REQUIREMENTS
Name every monitoring application listed under "Full details of the work includes:" in the smart streetlight pilot text below.

SOURCE EXTRACT
The project, in partnership with Cambridge-based technology firm Telensa includes monitoring of gully, highway wind, traffic analytics, wast bin and air quality.

The councils say it is not just about the operational benefits, as infrastructure monitoring builds up a vast data set that can be used to spot trends across departments, leading to better decision making and more joined-up working. 

The councils are currently assessing the suitability of three sites in Hertfordshire and Essex towns. The pilot will run initially for two months.

Cllr Ian Grundy, Essex County Council Cabinet Member for Highways, said, “I am extremely excited about the benefits this trial offers by using technology to deliver more for less for our residents.  We currently rely on inspections and residents reporting issues, like blocked gullies, to us across more than 5,000 miles of roads in Essex.

 “The potential to monitor issues remotely will not only save taxpayers money, it will also improve our reaction times and allow us to fix issues before they become a problem.

“Last summer we became the first authority in the country to install ‘smart’ streetlights which offer the potential to monitor pollution, create Wi-Fi hotspots and even guide driverless vehicles in the future. These are now being rolled out across Essex by Ringway Jacobs crews and we believe this work will really complement the smart city partnership work we are doing with Hertfordshire County Council and Telensa.”

Ralph Sangster, Executive Member for Highways at Hertfordshire County Council, said, “Smart technology is becoming an essential tool in delivering a high quality highways services and “Safe Smart” is an exciting opportunity to trial a modern technology which reinforces Hertfordshire County Council’s ongoing commitment to maintain and improve roads for the benefit of all Hertfordshire residents.

We have already converted around 65,000 of our street slights to LED and are in the process of converting the remainder, some 50,000, by March 2020. These LED lights are controlled by a wireless Central Management System (CMS), which detects faulty lights and enables changes to be made to light settings with the flick of a switch at a central point. Therefore many faults will be resolved before anyone notices. LEDs not only use much less energy but also emit less CO2 than conventional lamps, helping to cut the county council’s carbon tax contribution.”

Will Gibson, founder and Chief Commercial Officer at Telensa, added, “Hertfordshire and Essex are pioneers of smart street lighting, and between them already use Telensa technology to control 250,000 streetlights.  This project will show the community and financial benefits unlocked by adding new sensor applications to the Telensa streetlight network.”

Full details of the work includes:

  • Gully monitoring: blocked street drains (gullies) cause flooding, and monitors can alert and even predict problems before they cause a flood.
  • Highway wind monitoring: instantly alerts the highways team of high winds or gusts, and builds a data set that helps to predict dangerous local driving conditions.
  • Traffic monitoring and analytics: from dimming unnecessary streetlighting on empty roads to understanding local traffic patterns.
  • Waste bin monitoring: enables cleaner streets through more responsive collections, and helps make sure there is enough capacity where it is needed.
  • Air quality monitoring: provides street-by-street measurement of air quality to complement the broad picture provided by existing monitoring stations.

EXTRACTED ENTRIES
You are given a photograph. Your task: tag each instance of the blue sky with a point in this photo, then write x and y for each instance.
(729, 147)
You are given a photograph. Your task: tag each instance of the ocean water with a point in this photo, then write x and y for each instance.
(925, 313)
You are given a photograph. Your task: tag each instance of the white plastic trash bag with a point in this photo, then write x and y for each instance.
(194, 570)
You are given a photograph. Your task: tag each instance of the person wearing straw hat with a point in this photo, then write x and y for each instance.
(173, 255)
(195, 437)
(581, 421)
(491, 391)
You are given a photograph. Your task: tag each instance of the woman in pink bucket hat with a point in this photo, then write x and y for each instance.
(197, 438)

PROBLEM SOLUTION
- Gully monitoring
- Highway wind monitoring
- Traffic monitoring and analytics
- Waste bin monitoring
- Air quality monitoring